Source text:

————————

Google Products Aug 20, 2005
Deep Thoughts From the Googleplex

IT WAS ONE YEAR AGO that I wrote my first Search Insider column. I remember that I wrote about the San Jose Search Engine Strategies Show, and now I’m back in San Jose, going for my semi-regular search marketing total body immersion. Thank goodness this only happens occasionally. It can do strange things to one’s perspective to spend four days with thousands of people who live, breathe, and eat search. Compare this to my other life, where my wife is still not exactly sure what I do for a living.

Those of us privileged to work within this industry gain a glimpse into a fantastic and highly illogical world.

It’s a world where empires can grow from mere ideas overnight and where vast territories can disappear just as quickly. Intellectual capital is the currency here, and it can be redeemed only through the acceptance of the masses. The winners in our world are those who pull the gem of an idea, nurture it into life, and see it picked up by the world. It’s like throwing little bits of our soul at the public, and hoping one of them sticks.

————————

Data records:

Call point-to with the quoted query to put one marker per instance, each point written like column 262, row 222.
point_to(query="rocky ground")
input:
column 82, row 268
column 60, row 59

————————

Given task A: Please write out the stretch of the column about search marketing from "Google Products Aug" through "highly illogical world.".
Given task B: Decide whether each statement agrees with the column about search marketing: (i) The writer's wife is not exactly sure what the writer does for a living. (ii) The search marketing immersion lasts two days. (iii) Intellectual capital is called the currency of this world. Answer each with yes or no and quote the deciding words.
This material stands apart from the column about search marketing.

Final result A:
Google Products Aug 20, 2005
Deep Thoughts From the Googleplex

IT WAS ONE YEAR AGO that I wrote my first Search Insider column. I remember that I wrote about the San Jose Search Engine Strategies Show, and now I’m back in San Jose, going for my semi-regular search marketing total body immersion. Thank goodness this only happens occasionally. It can do strange things to one’s perspective to spend four days with thousands of people who live, breathe, and eat search. Compare this to my other life, where my wife is still not exactly sure what I do for a living.

Those of us privileged to work within this industry gain a glimpse into a fantastic and highly illogical world.

Final result B:
(i) Yes: "my wife is still not exactly sure what I do for a living"
(ii) No: "spend four days with thousands of people who live, breathe, and eat search"
(iii) Yes: "Intellectual capital is the currency here"